▶ **INSTRUCTIONS TO FOLLOW**: Please print exactly the lines running from the one that contains "Would you be so kind as to locate the blue" to the end of the data, with both lines included.

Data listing
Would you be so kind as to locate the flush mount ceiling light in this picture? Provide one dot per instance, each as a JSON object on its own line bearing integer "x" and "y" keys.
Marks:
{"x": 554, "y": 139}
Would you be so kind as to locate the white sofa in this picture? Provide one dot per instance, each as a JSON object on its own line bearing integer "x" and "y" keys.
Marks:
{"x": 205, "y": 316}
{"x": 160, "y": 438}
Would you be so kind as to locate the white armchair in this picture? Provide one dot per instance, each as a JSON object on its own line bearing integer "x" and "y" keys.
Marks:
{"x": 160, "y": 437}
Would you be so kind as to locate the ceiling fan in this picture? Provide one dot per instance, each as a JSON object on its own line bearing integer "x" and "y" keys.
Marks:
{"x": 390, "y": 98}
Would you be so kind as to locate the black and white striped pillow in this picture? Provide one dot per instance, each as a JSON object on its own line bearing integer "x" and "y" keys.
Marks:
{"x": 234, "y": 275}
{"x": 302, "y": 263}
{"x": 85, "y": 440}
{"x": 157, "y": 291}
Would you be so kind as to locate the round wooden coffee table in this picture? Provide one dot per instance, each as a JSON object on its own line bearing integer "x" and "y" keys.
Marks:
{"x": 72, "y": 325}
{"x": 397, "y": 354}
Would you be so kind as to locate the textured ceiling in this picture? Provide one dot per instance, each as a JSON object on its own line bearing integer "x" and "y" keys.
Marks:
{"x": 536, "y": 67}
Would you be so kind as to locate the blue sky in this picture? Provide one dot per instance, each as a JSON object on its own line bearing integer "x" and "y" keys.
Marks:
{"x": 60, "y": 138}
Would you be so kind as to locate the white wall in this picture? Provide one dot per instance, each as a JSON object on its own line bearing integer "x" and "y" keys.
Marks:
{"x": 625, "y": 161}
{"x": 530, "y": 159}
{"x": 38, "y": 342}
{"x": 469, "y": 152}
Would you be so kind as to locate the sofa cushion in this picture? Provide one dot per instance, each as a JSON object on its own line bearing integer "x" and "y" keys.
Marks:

▶ **THE SOLUTION**:
Would you be so kind as to locate the blue sky in this picture? Provide one dot per instance, each as a JSON object on its own line bearing integer "x" and "y" keys.
Marks:
{"x": 60, "y": 138}
Would you be so kind as to locate the white wall in this picture? Provide one dot per instance, each as a JSON object on its own line bearing integer "x" and "y" keys.
Marks:
{"x": 625, "y": 161}
{"x": 530, "y": 159}
{"x": 38, "y": 342}
{"x": 469, "y": 152}
Would you be so kind as to locate the sofa cushion in this picture? Provide one dot per instance, each as a JSON object on its own line bearing integer "x" and "y" keys.
Marks:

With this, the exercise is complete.